### Task objective:
When you respond, restate each record exactly as it is given.

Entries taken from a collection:
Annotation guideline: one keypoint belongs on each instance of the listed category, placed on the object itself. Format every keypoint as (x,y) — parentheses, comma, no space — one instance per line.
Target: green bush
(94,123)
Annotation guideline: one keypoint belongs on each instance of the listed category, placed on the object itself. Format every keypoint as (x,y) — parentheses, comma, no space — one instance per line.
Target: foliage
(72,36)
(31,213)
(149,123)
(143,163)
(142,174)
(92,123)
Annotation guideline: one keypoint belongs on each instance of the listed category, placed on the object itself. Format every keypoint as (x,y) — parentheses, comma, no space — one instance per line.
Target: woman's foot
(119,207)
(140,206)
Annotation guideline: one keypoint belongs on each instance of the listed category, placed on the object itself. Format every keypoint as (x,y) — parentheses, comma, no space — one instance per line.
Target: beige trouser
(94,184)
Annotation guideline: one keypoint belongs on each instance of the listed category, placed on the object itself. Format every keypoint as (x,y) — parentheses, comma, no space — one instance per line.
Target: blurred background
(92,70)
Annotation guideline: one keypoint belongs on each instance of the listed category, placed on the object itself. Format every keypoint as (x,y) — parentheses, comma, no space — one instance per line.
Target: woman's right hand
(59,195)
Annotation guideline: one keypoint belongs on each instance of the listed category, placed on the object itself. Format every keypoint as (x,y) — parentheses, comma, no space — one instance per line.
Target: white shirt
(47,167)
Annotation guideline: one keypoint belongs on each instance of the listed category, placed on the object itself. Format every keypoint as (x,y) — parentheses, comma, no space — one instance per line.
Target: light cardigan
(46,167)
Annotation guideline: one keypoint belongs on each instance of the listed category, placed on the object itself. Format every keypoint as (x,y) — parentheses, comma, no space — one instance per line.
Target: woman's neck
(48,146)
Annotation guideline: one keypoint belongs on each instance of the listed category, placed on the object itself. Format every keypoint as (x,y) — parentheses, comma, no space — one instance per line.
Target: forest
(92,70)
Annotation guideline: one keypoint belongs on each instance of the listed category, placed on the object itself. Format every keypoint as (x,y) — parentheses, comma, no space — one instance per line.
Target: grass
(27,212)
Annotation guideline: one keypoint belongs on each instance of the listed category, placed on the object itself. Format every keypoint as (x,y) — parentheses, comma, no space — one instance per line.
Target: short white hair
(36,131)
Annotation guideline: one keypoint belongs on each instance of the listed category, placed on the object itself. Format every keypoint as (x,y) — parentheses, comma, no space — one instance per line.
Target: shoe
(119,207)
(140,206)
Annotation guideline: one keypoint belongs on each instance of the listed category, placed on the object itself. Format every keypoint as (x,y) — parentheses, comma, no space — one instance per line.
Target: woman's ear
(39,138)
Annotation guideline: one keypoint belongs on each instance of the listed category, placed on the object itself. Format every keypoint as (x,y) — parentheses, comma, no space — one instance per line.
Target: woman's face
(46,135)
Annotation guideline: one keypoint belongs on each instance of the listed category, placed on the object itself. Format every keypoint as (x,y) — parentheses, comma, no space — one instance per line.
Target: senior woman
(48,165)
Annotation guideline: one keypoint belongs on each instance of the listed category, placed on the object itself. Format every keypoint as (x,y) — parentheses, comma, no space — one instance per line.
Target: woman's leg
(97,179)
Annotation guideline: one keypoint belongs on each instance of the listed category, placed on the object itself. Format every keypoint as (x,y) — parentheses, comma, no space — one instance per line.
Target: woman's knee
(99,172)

### Response to the task:
Annotation guideline: one keypoint belongs on each instance of the listed category, placed on the object itself. Format every keypoint as (x,y) — parentheses, comma, no space — one instance per line.
Target: green bush
(94,123)
Annotation guideline: one keypoint belongs on each instance of the listed category, placed on the object itself. Format every keypoint as (x,y) — parentheses, comma, no space — one instance per line.
Target: foliage
(72,36)
(31,213)
(149,123)
(143,163)
(142,174)
(92,123)
Annotation guideline: one keypoint belongs on each instance of the listed category, placed on the object itself. Format every keypoint as (x,y) — parentheses, comma, no space — one instance per line.
Target: woman's foot
(119,207)
(140,206)
Annotation guideline: one keypoint belongs on each instance of the listed category, placed on the object itself. Format every keypoint as (x,y) — parentheses, comma, no space — one instance per line.
Target: beige trouser
(94,184)
Annotation guideline: one keypoint belongs on each instance of the listed category, placed on the object itself. Format every keypoint as (x,y) — parentheses, comma, no space — one instance per line.
Target: blurred background
(92,70)
Annotation guideline: one keypoint belongs on each instance of the listed category, placed on the object itself. Format every keypoint as (x,y) — parentheses, comma, no space — one instance per line.
Target: woman's right hand
(59,195)
Annotation guideline: one keypoint belongs on each instance of the listed category, placed on the object itself. Format every keypoint as (x,y) — parentheses, comma, no space — one instance per line.
Target: white shirt
(47,167)
Annotation guideline: one keypoint belongs on each instance of the listed category, placed on the object itself. Format every keypoint as (x,y) — parentheses, comma, no space — one instance per line.
Target: light cardigan
(46,167)
Annotation guideline: one keypoint belongs on each instance of the listed category, placed on the object itself. Format every keypoint as (x,y) — parentheses, comma, no space — one instance per line.
Target: woman's neck
(48,146)
Annotation guideline: one keypoint belongs on each instance of the listed category, placed on the object itself. Format every keypoint as (x,y) — parentheses, comma, no space — one instance per line.
Target: forest
(92,70)
Annotation guideline: one keypoint belongs on each instance of the listed category, placed on the object itself. Format every keypoint as (x,y) — parentheses, comma, no space — one instance per line.
Target: grass
(27,212)
Annotation guideline: one keypoint belongs on each instance of the listed category, placed on the object itself. Format every keypoint as (x,y) — parentheses, comma, no space — one instance per line.
Target: short white hair
(36,131)
Annotation guideline: one keypoint belongs on each instance of the listed category, placed on the object itself. Format every keypoint as (x,y) — parentheses, comma, no space — one instance per line.
Target: shoe
(119,207)
(140,206)
Annotation guideline: one keypoint belongs on each instance of the listed category, placed on the object itself. Format every keypoint as (x,y) — parentheses, comma, no space — one instance per line.
Target: woman's ear
(39,138)
Annotation guideline: one keypoint belongs on each instance of the listed category, placed on the object itself. Format every keypoint as (x,y) — parentheses, comma, no space — one instance per line.
Target: woman's face
(46,135)
Annotation guideline: one keypoint belongs on each instance of the listed category, placed on the object itself. Format every keypoint as (x,y) — parentheses, comma, no space — one instance per line.
Target: senior woman
(48,165)
Annotation guideline: one keypoint belongs on each instance of the listed category, placed on the object itself. Format every keypoint as (x,y) — parentheses, comma, no space — one instance per line.
Target: woman's leg
(97,179)
Annotation guideline: one keypoint belongs on each instance of the listed category, placed on the object itself. Format every keypoint as (x,y) — parentheses, comma, no space — one instance per line.
Target: woman's knee
(99,172)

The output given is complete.